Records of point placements
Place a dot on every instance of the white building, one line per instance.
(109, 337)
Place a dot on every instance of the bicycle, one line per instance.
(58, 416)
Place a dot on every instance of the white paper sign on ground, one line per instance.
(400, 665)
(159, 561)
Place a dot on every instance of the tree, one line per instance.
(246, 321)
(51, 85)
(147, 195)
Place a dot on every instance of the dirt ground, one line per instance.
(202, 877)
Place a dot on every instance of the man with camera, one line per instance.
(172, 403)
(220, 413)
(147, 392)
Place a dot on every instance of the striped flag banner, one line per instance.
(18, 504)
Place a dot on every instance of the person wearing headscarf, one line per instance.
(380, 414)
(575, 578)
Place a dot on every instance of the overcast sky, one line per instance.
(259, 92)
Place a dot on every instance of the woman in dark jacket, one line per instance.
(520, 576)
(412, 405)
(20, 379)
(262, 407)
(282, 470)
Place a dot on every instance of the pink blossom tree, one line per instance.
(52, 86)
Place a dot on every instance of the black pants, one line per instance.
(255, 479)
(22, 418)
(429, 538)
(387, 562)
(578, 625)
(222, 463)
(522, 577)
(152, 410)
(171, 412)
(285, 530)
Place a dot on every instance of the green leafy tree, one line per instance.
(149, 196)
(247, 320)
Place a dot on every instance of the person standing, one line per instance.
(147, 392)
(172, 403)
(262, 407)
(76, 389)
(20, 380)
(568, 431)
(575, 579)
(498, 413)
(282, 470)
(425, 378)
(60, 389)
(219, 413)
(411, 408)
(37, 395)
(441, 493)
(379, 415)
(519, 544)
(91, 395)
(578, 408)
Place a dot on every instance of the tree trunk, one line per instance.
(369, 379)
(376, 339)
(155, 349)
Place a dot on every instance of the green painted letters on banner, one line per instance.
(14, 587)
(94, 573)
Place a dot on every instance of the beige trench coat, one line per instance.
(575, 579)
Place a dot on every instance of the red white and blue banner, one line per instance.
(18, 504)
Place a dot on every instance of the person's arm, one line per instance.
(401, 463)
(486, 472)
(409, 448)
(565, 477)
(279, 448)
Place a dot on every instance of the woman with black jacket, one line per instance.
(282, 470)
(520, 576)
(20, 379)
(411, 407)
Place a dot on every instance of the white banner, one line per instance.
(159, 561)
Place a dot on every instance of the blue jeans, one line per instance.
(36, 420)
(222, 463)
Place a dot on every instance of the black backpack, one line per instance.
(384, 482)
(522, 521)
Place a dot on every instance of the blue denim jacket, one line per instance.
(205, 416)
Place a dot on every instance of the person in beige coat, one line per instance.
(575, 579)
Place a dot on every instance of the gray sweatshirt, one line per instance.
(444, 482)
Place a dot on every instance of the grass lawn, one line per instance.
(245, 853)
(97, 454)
--
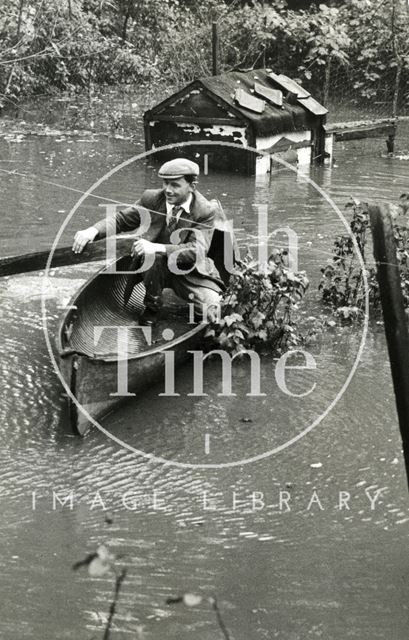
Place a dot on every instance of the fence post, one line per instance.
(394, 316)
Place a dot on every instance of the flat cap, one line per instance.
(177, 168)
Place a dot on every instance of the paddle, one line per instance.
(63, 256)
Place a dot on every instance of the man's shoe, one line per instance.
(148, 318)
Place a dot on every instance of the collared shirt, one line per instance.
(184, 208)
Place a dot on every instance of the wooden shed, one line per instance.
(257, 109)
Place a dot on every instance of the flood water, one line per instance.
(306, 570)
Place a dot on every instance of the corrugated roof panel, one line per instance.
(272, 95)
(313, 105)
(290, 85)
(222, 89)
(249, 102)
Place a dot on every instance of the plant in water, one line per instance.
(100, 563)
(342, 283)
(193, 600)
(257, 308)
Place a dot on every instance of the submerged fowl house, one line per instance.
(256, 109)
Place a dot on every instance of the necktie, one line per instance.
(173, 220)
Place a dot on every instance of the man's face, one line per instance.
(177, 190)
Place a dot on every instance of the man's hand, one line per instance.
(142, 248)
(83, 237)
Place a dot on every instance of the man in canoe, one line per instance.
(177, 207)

Required task
Can you show every line of the records that contains the word "water"?

Exercise solution
Place a dot on every instance of the flood water, one line per instance.
Place a dot on every instance of the plant in water, one line per instance.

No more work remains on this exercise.